Pointing and labeling entries
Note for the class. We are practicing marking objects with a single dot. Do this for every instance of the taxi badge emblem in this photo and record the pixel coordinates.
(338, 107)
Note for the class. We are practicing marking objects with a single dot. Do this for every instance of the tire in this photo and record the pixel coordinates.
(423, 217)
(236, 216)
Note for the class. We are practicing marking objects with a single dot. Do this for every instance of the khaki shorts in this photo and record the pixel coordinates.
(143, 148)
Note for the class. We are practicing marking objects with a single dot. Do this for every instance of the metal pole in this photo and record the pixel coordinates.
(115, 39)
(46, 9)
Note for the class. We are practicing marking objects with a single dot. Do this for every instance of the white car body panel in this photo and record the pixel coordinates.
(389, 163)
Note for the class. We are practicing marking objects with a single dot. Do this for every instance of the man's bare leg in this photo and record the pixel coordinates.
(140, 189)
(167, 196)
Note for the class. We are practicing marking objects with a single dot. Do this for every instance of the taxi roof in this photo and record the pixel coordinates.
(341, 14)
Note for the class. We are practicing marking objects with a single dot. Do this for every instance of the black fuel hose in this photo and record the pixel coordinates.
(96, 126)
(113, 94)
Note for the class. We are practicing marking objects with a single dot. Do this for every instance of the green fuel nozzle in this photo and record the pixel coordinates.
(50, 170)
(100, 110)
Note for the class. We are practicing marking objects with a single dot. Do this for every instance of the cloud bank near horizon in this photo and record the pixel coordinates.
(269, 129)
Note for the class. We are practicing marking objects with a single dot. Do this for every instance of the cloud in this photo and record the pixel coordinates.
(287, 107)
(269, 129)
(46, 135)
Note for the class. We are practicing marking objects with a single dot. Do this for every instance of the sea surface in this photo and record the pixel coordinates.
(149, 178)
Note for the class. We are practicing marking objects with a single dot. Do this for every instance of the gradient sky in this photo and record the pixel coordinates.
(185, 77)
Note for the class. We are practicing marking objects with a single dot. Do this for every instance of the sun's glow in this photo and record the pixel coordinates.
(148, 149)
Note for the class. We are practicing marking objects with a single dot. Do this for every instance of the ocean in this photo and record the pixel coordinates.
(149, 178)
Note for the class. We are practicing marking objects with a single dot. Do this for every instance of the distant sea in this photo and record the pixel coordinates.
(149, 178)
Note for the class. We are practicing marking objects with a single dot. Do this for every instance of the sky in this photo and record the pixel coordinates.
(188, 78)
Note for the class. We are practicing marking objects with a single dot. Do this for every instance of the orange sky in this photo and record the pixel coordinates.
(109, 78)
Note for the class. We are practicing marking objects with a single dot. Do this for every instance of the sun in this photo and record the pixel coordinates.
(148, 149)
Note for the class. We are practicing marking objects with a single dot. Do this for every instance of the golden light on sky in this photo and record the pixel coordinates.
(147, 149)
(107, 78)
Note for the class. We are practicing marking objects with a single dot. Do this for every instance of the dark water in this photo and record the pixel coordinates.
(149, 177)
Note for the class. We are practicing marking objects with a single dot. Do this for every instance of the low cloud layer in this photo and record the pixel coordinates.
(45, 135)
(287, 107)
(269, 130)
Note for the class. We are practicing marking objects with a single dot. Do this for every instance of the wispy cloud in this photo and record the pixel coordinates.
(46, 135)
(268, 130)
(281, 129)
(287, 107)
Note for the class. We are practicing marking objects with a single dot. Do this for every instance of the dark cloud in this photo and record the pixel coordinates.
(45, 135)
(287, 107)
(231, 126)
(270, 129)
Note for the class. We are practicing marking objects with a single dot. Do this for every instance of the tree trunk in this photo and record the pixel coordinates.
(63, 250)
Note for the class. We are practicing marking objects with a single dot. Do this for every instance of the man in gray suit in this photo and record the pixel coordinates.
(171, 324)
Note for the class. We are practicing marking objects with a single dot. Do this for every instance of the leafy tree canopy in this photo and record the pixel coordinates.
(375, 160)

==

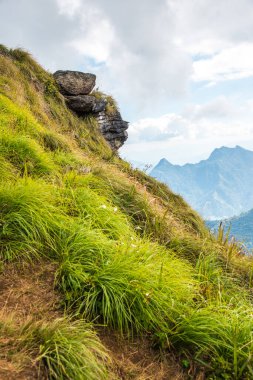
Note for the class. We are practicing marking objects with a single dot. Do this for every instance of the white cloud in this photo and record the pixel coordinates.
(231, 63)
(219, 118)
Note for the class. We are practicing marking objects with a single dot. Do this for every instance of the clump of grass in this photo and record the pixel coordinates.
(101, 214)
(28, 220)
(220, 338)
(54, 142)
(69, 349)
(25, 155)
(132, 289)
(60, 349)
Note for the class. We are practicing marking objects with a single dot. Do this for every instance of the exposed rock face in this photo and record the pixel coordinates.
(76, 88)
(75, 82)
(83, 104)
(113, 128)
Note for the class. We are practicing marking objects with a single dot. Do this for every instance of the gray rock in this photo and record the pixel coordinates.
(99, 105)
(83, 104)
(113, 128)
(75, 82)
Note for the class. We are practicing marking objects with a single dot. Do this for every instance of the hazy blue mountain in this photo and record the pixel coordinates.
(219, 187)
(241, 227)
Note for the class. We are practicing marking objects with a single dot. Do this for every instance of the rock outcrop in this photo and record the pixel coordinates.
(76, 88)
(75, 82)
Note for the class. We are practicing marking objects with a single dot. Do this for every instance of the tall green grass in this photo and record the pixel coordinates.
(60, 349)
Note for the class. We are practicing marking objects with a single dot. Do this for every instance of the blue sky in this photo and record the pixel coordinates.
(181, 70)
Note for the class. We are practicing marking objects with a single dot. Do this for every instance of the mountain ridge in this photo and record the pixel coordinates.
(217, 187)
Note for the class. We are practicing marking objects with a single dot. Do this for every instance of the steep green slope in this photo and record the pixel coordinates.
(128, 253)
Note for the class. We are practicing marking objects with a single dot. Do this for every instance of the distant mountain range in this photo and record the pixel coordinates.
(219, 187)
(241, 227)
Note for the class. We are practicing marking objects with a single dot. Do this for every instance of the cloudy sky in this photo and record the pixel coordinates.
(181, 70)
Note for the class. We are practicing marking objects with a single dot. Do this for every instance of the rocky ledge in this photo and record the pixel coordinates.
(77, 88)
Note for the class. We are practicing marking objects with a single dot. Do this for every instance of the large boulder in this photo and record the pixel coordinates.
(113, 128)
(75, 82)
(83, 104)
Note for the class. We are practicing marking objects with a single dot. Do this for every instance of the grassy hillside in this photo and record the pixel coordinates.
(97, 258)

### Aim
Count the lines in the data above that contain the string "blue", with case counting. Reply with the number alone.

### Finished exercise
2